##### Excerpted text #####

What would you carry with you for self defense on an adventure? What do you carry with you everyday?


21 thoughts on “Do You Take Weapons on the Great Adventure?

  1. I usually walk with a long stick / branch of tree, which could be seen as a staff. This to me is generally the most effective tool/weapon against both humans and animals due to its long reach and the aid provides in walking and scaling hills is most helpful, especially if you have a leg injury. In urban areas you also look like you’re half crazy which helps with deterring anyone with possible bad intentions and it might even cause curious onlookers to approach you and inquire about your wooden companion.

    Apart from that I also have a small fold-able knife as well as my trusty throwing knife. This is more for fun and training my knife throwing skills.

  2. While I came from a hunting family I have never been afraid of guns, though I was taught how to respect them and treat them with safety. Personally I think that if you carry a gun every altercation you get mixed up in is already a potential gun fight. Where as there isn’t always a gun that will be present. So that is why I tend to stay away from them for personal safety.

    I agree with you, most likely anything you come up against will be easily handled with pepper spray. And for the most part things are peaceful. In the United States anyway I can’t say much for after you cross the boarder. But people respond well to honesty and openness. A smile and a kind word can diffuse a lot more things than a weapon could. That is just my personal outlook.

    Good luck on your adventure and I hope you find what you are looking for.

  3. Not bringing a weapon is a good choice – it just looks to hostile/ crazy and will create more problems than it’s worth.

#####

The exercise. Reproduce the weapons discussion verbatim, everything from "21 thoughts on" down to "your wooden companion.".

##### Data block #####

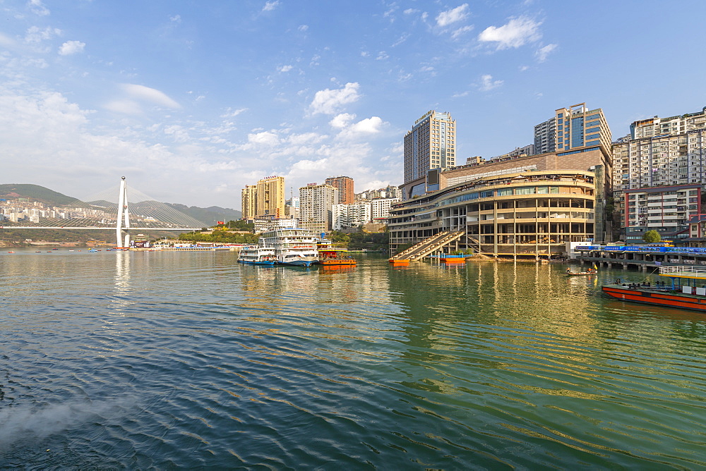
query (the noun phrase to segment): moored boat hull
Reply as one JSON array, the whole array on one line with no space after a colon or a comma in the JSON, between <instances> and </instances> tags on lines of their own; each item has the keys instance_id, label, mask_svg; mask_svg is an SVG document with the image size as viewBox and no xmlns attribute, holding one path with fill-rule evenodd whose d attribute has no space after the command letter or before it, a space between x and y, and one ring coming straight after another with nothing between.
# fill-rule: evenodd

#####

Task result.
21 thoughts on “Do You Take Weapons on the Great Adventure?

  1. I usually walk with a long stick / branch of tree, which could be seen as a staff. This to me is generally the most effective tool/weapon against both humans and animals due to its long reach and the aid provides in walking and scaling hills is most helpful, especially if you have a leg injury. In urban areas you also look like you’re half crazy which helps with deterring anyone with possible bad intentions and it might even cause curious onlookers to approach you and inquire about your wooden companion.